=== Input ===

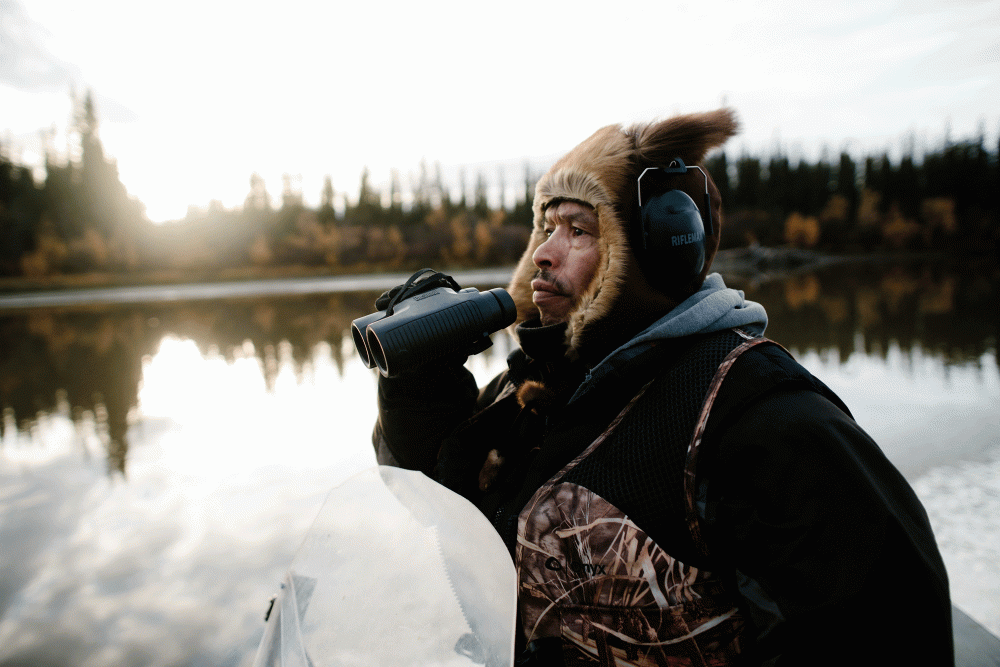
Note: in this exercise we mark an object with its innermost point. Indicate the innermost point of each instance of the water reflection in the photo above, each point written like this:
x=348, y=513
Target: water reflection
x=93, y=361
x=223, y=424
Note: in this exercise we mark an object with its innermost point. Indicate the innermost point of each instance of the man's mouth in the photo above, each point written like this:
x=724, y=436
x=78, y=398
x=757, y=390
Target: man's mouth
x=548, y=285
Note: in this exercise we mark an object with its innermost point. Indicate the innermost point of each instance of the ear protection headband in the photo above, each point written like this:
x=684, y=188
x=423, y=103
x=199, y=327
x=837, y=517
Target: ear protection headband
x=671, y=249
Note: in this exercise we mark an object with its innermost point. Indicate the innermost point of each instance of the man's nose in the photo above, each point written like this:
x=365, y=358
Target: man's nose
x=549, y=254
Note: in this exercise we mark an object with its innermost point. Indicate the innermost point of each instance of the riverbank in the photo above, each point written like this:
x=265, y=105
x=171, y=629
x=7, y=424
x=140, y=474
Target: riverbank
x=753, y=264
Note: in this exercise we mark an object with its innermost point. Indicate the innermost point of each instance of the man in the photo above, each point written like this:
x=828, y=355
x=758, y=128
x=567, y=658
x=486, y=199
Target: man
x=674, y=488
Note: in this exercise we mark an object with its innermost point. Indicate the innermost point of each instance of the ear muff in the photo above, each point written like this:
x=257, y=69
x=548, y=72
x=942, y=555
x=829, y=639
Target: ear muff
x=671, y=250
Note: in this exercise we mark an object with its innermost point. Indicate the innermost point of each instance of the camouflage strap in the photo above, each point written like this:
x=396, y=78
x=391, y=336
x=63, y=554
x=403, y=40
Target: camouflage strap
x=691, y=463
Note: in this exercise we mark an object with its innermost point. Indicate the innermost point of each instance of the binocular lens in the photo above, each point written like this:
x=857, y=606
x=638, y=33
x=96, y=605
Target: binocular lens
x=424, y=329
x=359, y=329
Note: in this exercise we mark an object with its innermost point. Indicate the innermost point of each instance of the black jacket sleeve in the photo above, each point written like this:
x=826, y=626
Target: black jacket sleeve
x=829, y=548
x=416, y=410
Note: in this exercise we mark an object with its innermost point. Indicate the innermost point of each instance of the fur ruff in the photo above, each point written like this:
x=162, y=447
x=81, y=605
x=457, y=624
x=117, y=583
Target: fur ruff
x=602, y=172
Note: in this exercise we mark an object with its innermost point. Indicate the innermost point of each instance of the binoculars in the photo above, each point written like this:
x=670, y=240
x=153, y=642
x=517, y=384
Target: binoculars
x=431, y=325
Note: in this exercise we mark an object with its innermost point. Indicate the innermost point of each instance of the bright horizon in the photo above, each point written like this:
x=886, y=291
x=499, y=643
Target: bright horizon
x=194, y=99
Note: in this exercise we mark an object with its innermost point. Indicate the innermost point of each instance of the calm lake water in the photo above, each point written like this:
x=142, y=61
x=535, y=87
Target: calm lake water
x=161, y=462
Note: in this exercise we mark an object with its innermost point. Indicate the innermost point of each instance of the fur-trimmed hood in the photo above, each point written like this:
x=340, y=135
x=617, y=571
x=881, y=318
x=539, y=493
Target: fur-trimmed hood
x=603, y=172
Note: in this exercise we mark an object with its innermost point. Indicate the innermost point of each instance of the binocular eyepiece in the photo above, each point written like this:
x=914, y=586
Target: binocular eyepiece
x=431, y=325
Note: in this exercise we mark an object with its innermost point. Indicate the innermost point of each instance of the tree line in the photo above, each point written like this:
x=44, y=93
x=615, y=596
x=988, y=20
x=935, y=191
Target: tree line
x=79, y=218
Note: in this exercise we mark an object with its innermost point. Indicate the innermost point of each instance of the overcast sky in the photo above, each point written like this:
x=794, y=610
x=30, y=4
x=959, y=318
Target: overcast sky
x=194, y=96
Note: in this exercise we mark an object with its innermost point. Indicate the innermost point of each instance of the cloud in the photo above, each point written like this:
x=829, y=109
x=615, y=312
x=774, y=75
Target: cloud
x=26, y=62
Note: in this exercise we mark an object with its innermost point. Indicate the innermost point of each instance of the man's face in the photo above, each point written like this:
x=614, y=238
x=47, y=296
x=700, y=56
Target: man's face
x=566, y=261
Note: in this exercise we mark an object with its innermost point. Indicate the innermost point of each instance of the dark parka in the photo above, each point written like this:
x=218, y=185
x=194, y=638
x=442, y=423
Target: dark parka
x=673, y=498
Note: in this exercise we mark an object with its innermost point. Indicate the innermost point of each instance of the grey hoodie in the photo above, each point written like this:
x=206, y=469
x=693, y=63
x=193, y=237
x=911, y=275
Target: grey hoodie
x=714, y=307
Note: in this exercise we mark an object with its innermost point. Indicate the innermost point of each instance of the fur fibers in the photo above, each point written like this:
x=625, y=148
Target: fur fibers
x=602, y=172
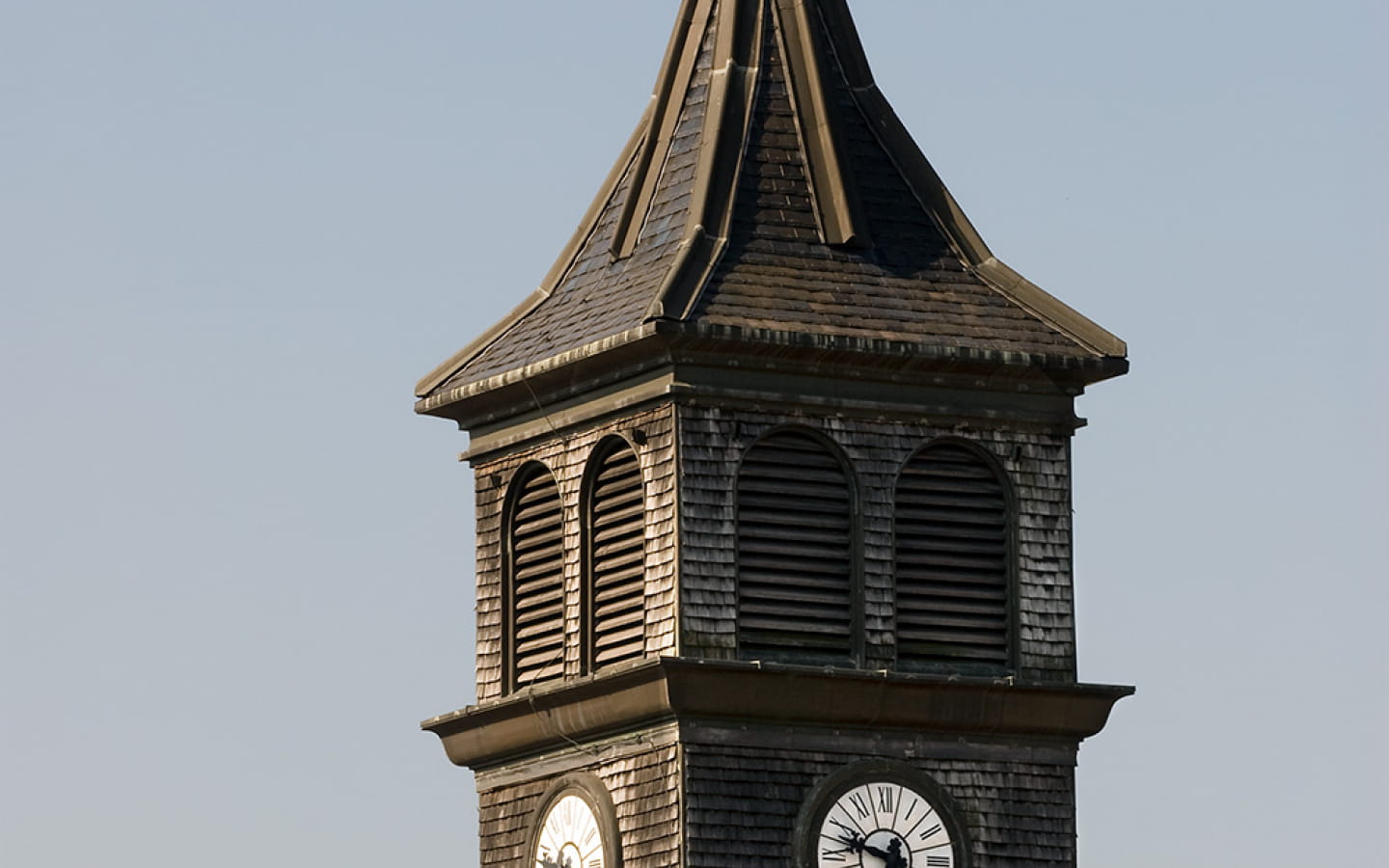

===

▶ _Problem requirements_: Reproduce the part of the records that opens with the line containing "the man's mouth" and closes with the line containing "x=548, y=285", both lines included. Keep the request and its sample points unchanged, and add -56 to every coordinate in the answer points.

▶ _Exercise response_:
Note: in this exercise we mark an object with its innermost point. Indicate the innermost point of each instance of the man's mouth in the photo above, each point written like this:
x=724, y=436
x=78, y=398
x=757, y=390
Target: man's mouth
x=492, y=229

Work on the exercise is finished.